ABOUT THIS EXERCISE » Give all the lines below again, exactly, with no pictures.

THE RECORDS »

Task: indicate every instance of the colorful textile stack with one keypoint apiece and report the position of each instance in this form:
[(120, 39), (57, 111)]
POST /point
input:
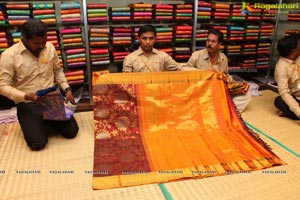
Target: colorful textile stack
[(263, 48), (235, 13), (71, 37), (44, 12), (70, 12), (119, 13), (291, 31), (121, 35), (17, 14), (233, 49), (16, 36), (181, 54), (163, 11), (183, 12), (201, 35), (235, 33), (269, 14), (99, 56), (249, 49), (266, 31), (262, 62), (119, 55), (75, 77), (221, 11), (53, 37), (141, 11), (169, 51), (76, 58), (97, 12), (99, 36), (254, 14), (198, 135), (204, 10), (2, 16), (183, 33), (251, 32), (294, 15), (164, 35), (4, 43)]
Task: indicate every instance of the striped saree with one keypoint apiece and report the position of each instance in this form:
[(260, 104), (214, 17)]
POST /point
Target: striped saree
[(165, 126)]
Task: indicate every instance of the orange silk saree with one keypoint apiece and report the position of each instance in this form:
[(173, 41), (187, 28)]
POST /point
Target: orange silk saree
[(165, 126)]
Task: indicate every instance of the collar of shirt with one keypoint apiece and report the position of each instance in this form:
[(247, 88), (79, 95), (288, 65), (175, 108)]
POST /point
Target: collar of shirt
[(206, 56), (140, 51)]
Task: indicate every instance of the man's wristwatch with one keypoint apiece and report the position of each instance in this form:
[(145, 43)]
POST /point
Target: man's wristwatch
[(67, 90)]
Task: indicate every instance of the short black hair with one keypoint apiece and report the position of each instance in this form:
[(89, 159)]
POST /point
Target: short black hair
[(34, 27), (146, 28), (287, 44), (218, 33)]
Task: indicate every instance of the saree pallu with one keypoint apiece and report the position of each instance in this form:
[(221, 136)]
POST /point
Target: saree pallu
[(165, 126)]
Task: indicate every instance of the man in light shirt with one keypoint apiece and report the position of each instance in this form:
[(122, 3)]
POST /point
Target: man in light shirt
[(30, 65), (287, 77), (148, 59)]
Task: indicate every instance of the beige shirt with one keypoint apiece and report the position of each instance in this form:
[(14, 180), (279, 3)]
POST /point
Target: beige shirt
[(137, 61), (200, 60), (21, 72), (286, 73)]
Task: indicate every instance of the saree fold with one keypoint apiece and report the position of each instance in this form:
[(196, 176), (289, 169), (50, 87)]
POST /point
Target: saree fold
[(165, 126)]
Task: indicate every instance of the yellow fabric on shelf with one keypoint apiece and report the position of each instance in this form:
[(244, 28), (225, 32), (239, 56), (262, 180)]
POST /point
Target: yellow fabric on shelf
[(165, 126)]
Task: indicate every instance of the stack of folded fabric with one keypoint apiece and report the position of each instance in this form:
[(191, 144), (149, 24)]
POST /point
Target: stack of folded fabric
[(201, 35), (121, 35), (235, 33), (141, 11), (17, 14), (44, 12), (16, 36), (183, 33), (266, 31), (249, 49), (269, 14), (53, 37), (163, 11), (181, 54), (183, 12), (75, 77), (99, 36), (294, 15), (251, 32), (76, 57), (233, 49), (71, 37), (248, 63), (97, 12), (2, 16), (70, 12), (119, 13), (221, 11), (164, 35), (204, 10), (169, 51), (4, 43), (222, 28), (291, 31), (262, 62), (254, 14), (119, 55), (99, 56), (263, 48)]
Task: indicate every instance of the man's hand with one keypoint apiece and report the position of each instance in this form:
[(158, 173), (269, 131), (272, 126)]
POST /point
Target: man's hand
[(31, 97)]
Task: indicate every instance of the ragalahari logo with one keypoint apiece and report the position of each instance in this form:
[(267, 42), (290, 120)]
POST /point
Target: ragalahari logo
[(245, 8)]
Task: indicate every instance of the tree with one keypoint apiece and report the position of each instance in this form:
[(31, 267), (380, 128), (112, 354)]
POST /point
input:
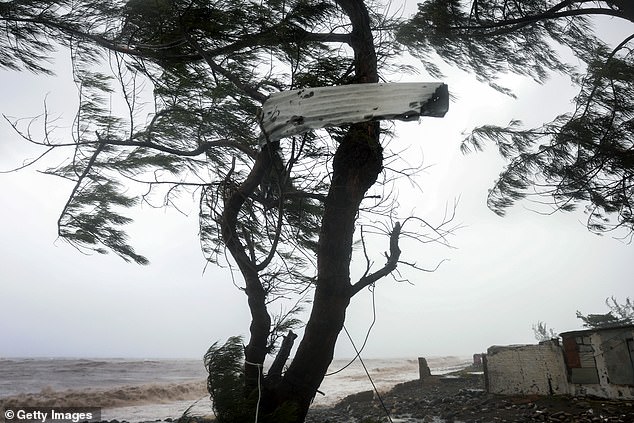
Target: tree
[(544, 333), (619, 315), (580, 158), (285, 212)]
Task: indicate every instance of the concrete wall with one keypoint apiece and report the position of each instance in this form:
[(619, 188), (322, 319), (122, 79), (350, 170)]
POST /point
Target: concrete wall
[(613, 361), (526, 369)]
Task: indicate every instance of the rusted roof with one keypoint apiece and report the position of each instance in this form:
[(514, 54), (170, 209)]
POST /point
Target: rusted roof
[(292, 112)]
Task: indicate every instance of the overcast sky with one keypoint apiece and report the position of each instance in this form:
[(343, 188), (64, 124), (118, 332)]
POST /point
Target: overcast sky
[(502, 276)]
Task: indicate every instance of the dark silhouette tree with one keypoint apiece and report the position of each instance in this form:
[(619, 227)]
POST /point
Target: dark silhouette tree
[(283, 213), (584, 157), (286, 212), (619, 315)]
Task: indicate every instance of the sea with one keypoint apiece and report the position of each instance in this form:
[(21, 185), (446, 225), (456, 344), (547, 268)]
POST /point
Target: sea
[(136, 390)]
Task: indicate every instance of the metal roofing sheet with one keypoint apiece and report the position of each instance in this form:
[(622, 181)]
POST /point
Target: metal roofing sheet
[(292, 112)]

ANSWER SECTION »
Task: indicate every instance of the colorful textile stack with one keypoint apiece and report the position of each instance in this form:
[(120, 39), (57, 111)]
POST /point
input:
Target: colorful textile stack
[(263, 48), (235, 13), (71, 37), (44, 12), (70, 12), (119, 13), (291, 31), (121, 35), (17, 14), (233, 49), (16, 36), (181, 54), (163, 11), (183, 12), (201, 35), (235, 33), (269, 14), (99, 56), (249, 49), (266, 31), (262, 62), (119, 55), (75, 77), (221, 11), (53, 37), (141, 11), (169, 51), (76, 58), (97, 12), (99, 36), (254, 14), (198, 135), (204, 10), (2, 16), (183, 33), (251, 32), (294, 15), (164, 35), (4, 43)]
Task: indicate every instance of the striped saree with one keypoint apiece and report the position of each instance in this form:
[(260, 104), (214, 17)]
POST /point
Target: striped saree
[(165, 126)]
Task: indicate every instance of the orange silk saree with one keypoint apiece and report the position of each instance in this form:
[(173, 41), (187, 28)]
POST /point
Target: orange silk saree
[(165, 126)]
Task: indicate every instance of the collar of shirt with one keypoint apiece and report the position of each instance in this form:
[(247, 88), (79, 95), (288, 65), (175, 108)]
POST /point
Target: collar of shirt
[(206, 56), (140, 51)]
Task: indicate every instance of the man's wristwatch with one keypoint apiece and report the position of each instance in this form:
[(145, 43)]
POST /point
Target: man's wristwatch
[(67, 90)]
Task: indicate every instance of the short black hair with one keypoint apiece and report the position of each instance in this form:
[(89, 159)]
POST /point
Target: short black hair
[(34, 27), (146, 28), (287, 44), (218, 33)]
Task: indicate every instance of the saree pallu with one keypoint apiece and report the position of each instance in this form:
[(221, 136)]
POST /point
Target: saree pallu
[(165, 126)]
Task: indicate every instance of the man in light shirt with one keypoint apiece and report the position of each instance in this form:
[(122, 3)]
POST /point
Target: man in light shirt
[(30, 65), (287, 77), (148, 59)]
Task: indicate every instance of the beige shirt with one keypoint apiece and report the position of each instance in this form:
[(14, 180), (279, 3)]
POST /point
Target: beige shirt
[(137, 61), (200, 60), (21, 72), (286, 73)]
Task: indicate every instance of the saree fold with one keypoint apiece and report the position of each instance in this form:
[(196, 176), (289, 169), (50, 87)]
POST /point
Target: saree fold
[(165, 126)]
Task: indicate every instance of the yellow fabric on shelf with one keypoint apiece and report the position of each instance in this form:
[(244, 28), (225, 32), (239, 56), (262, 180)]
POST /point
Target: yellow fabric on shelf
[(165, 126)]
Task: indicate every instance of the stack of folded fabric with one keypoint apiece and report the position of each instance in this form:
[(191, 144), (149, 24)]
POST /point
Target: stack of folded fabric
[(201, 35), (121, 35), (235, 33), (141, 11), (17, 14), (44, 12), (16, 36), (183, 33), (266, 31), (249, 49), (269, 14), (53, 37), (163, 11), (181, 54), (183, 12), (75, 77), (99, 36), (294, 15), (251, 32), (76, 57), (233, 49), (71, 37), (248, 63), (97, 12), (2, 16), (70, 12), (119, 13), (221, 11), (164, 35), (204, 10), (169, 51), (4, 43), (222, 28), (291, 31), (262, 62), (254, 14), (119, 55), (99, 56), (263, 48)]
Task: indicate every instance of the man's hand with one keypoint apiece and report the position of each instance in this form:
[(158, 173), (269, 131), (272, 126)]
POST /point
Target: man's hand
[(31, 97)]
Task: indicate every instance of the ragalahari logo with one keypoint apiece and report the position of each instance in this form:
[(267, 42), (290, 120)]
POST /point
Target: ragalahari logo
[(245, 8)]
Task: indicate every instance of the tree with one keypoint apiece and report the position of each instance in this form:
[(31, 267), (380, 128), (112, 354)]
POST /point
input:
Target: tree
[(544, 333), (619, 315), (580, 158), (285, 212)]
Task: indicate every instance of the concrete wall with one keypoint apiece and report the position of each instance in this form:
[(619, 188), (322, 319), (122, 79), (350, 170)]
POST /point
Target: concrete wall
[(613, 361), (526, 369)]
Task: indicate every instance of the rusted roof with one keypoint apiece and report the position of each instance in this form:
[(514, 54), (170, 209)]
POST /point
Target: rusted roof
[(292, 112)]
Task: indicate every instance of the overcast sky with one keypoint apiece and report the position of each instance in this form:
[(343, 188), (64, 124), (118, 332)]
POST /point
Target: overcast sky
[(502, 276)]
Task: indicate every instance of the dark silhouette tree with one keypoint apiece and report the position of each instance in this form:
[(619, 227)]
POST /point
Target: dark silhouette tree
[(283, 213), (584, 157), (286, 212), (619, 315)]
Task: indicate every instance of the sea with one keypoint apiece and report the position of each instance in this form:
[(21, 185), (446, 225), (456, 344), (547, 268)]
POST /point
Target: sea
[(136, 390)]
Task: indicate every instance of the metal roofing sheet with one keypoint apiece and report the position of each instance in this form:
[(622, 181)]
POST /point
Target: metal roofing sheet
[(292, 112)]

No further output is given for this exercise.